::: Supplied entries :::

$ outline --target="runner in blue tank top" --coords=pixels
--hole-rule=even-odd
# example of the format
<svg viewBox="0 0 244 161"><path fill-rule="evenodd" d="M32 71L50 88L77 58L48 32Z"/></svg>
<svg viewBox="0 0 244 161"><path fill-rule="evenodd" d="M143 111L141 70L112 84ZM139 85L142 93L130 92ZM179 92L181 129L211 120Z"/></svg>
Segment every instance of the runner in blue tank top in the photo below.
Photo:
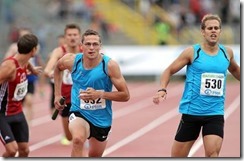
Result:
<svg viewBox="0 0 244 161"><path fill-rule="evenodd" d="M161 89L153 97L159 104L167 95L170 77L187 66L185 89L179 105L182 114L172 157L187 157L202 130L206 157L218 157L224 136L224 102L226 75L229 71L240 80L240 67L233 51L218 43L221 19L207 14L201 22L203 43L185 49L163 72Z"/></svg>
<svg viewBox="0 0 244 161"><path fill-rule="evenodd" d="M61 73L68 69L73 81L69 116L71 156L86 156L84 143L89 139L88 156L101 157L112 125L112 101L128 101L130 94L117 62L100 53L100 35L89 29L81 42L83 53L64 55L55 68L55 108L64 108L59 103ZM113 85L116 91L112 91Z"/></svg>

:::

**Written task**: Rewrite every item above, changing "runner in blue tank top" to "runner in white tank top" and keeping everything else the same. Leave out the pictures.

**Worked solution**:
$ outline --target="runner in white tank top" --coords=pixels
--hole-rule=even-odd
# example of the format
<svg viewBox="0 0 244 161"><path fill-rule="evenodd" d="M32 71L50 88L77 58L48 32Z"/></svg>
<svg viewBox="0 0 244 161"><path fill-rule="evenodd" d="M143 111L141 70L112 84ZM139 85L142 93L130 92ZM179 92L181 129L211 120Z"/></svg>
Segment every instance of the runner in white tank top in the photo below.
Photo:
Result:
<svg viewBox="0 0 244 161"><path fill-rule="evenodd" d="M161 89L153 97L159 104L167 95L170 77L187 66L185 89L179 105L182 114L172 157L187 157L202 130L206 157L218 157L224 136L224 102L226 75L229 71L240 80L240 67L233 51L218 43L221 19L207 14L201 22L203 43L185 49L163 72Z"/></svg>
<svg viewBox="0 0 244 161"><path fill-rule="evenodd" d="M61 73L68 69L73 81L69 116L71 156L86 156L84 143L89 139L88 156L101 157L112 125L112 101L128 101L130 94L117 62L100 53L100 35L89 29L81 42L83 53L64 55L55 68L55 108L64 108L59 103ZM113 85L116 91L112 91Z"/></svg>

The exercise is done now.